Short problem:
Lay out the lines of the data as a Markdown table with the columns No. and Line. Start at the first line and go on through the line containing "227, 514, 245]]". Number each row, skip blank lines and leave out the pictures.

Collection entries:
--*--

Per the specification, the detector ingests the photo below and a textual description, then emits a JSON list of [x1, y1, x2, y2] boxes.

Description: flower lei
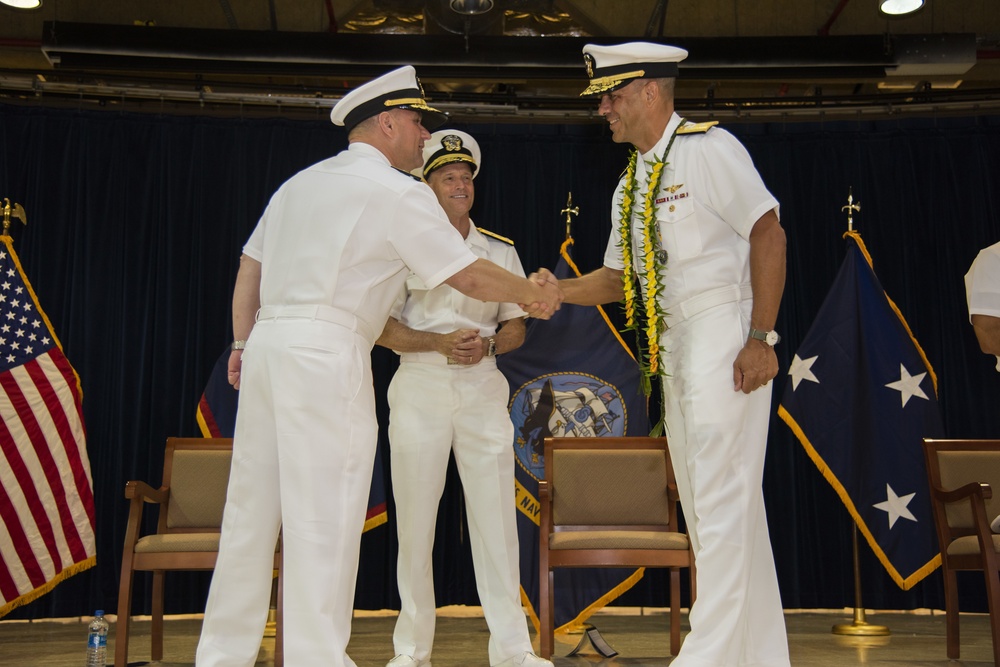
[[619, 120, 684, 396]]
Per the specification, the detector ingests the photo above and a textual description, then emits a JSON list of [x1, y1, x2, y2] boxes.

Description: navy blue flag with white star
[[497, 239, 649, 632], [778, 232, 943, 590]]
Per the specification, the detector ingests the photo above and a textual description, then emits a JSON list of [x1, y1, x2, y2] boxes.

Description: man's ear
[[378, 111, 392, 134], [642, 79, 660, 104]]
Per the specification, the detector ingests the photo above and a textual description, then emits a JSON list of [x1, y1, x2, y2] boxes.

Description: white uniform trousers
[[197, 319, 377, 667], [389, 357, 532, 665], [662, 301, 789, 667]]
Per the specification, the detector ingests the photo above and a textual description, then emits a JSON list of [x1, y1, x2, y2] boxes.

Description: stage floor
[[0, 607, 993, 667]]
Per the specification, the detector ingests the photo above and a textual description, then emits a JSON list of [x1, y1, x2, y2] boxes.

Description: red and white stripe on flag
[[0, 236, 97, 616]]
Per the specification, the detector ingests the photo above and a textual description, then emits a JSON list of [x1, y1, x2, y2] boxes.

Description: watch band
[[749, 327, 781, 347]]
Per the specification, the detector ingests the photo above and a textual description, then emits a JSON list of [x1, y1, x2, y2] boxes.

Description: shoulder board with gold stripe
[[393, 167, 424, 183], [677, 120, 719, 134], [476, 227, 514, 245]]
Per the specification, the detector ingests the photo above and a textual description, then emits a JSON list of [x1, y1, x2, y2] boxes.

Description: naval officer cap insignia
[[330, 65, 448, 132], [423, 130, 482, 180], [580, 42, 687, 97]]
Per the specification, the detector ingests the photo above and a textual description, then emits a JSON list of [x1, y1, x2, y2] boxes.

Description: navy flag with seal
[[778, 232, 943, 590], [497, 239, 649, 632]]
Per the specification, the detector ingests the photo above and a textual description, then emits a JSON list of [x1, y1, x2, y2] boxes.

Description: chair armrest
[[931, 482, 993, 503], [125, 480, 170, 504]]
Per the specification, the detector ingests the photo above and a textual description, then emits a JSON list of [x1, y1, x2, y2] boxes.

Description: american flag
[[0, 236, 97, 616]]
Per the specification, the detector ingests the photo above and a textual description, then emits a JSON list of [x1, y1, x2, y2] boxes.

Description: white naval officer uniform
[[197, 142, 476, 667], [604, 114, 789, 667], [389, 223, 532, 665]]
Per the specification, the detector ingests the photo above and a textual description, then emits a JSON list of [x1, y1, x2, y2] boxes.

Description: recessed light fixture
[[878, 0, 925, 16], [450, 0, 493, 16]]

--*--

Solution for this exercise:
| No. | Line |
|---|---|
| 1 | Per the specification, the detector ingests the photo below and a textual description, then emits a JSON list of [x1, y1, x2, y2] boxes. |
| 2 | Description: flower lei |
| 3 | [[619, 120, 684, 396]] |
| 4 | Per the specification, the detector ingests the photo above and a textual description, then emits a JSON list of [x1, y1, x2, y2] boxes. |
| 5 | Description: navy blue flag with white star |
| 6 | [[497, 239, 649, 632], [778, 232, 943, 590]] |
| 7 | Per the specification, the detector ingests the photo above and a textual description, then emits a JSON list of [x1, y1, x2, y2] boxes. |
| 8 | Description: man's ear |
| 9 | [[378, 111, 392, 134], [642, 79, 660, 104]] |
| 10 | Per the specification, the detector ingests the photo above and a textual description, then emits a JSON list of [x1, y1, x2, y2] boxes. |
| 11 | Description: white uniform trousers |
| 12 | [[197, 319, 377, 667], [389, 357, 532, 665], [662, 301, 789, 667]] |
| 13 | Per the specification, the detector ingests the photo above and a textual description, then emits a JSON list of [x1, y1, x2, y2] boxes. |
| 14 | Description: stage floor |
| 15 | [[0, 607, 993, 667]] |
| 16 | Per the specification, the detector ingests the photo above and a textual description, then emits a JSON list of [x1, y1, x2, y2] boxes. |
| 17 | Description: red and white stripe on flag |
| 18 | [[0, 236, 97, 616]] |
| 19 | Per the specification, the detector ingests the photo above and a textual description, then emits a JSON list of [x1, y1, x2, y2] boxes. |
| 20 | Description: watch band |
| 21 | [[749, 327, 781, 347]] |
| 22 | Per the specification, the detector ingests the photo above and a textual description, then emits a JSON list of [x1, y1, x2, y2] boxes. |
| 23 | Description: shoulder board with gold stripe |
| 24 | [[393, 167, 424, 183], [677, 120, 719, 134], [476, 227, 514, 245]] |